**Task requirements:**
Copy the material between the lines holding "Target: black tire" and "x=1286, y=490", inclusive, swapping "pin" for "marker" wherever it occurs and leaving everything else as is. Leave the pictures out.

**Records to use:**
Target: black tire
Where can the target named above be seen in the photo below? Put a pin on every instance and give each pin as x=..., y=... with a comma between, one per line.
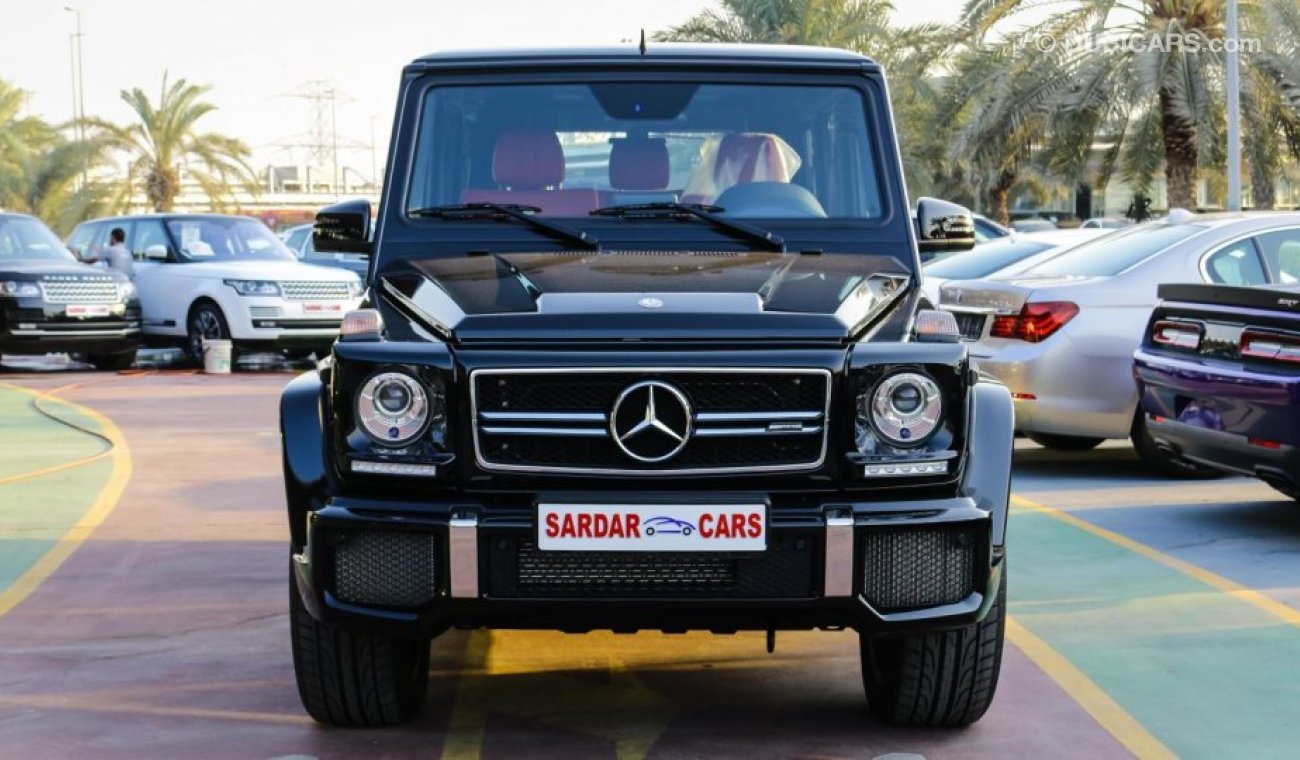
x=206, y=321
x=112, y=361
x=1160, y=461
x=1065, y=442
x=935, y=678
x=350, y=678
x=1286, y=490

--

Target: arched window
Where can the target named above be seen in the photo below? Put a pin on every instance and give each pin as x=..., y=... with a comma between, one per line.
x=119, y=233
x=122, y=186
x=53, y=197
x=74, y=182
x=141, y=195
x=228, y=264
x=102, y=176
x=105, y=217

**Response below:**
Target: black tire
Where can the target named above be seen in the photo below? Put a marker on every instance and give each marker as x=..., y=... with a comma between, one per line.
x=206, y=321
x=112, y=361
x=1160, y=461
x=1065, y=442
x=935, y=678
x=350, y=678
x=1286, y=490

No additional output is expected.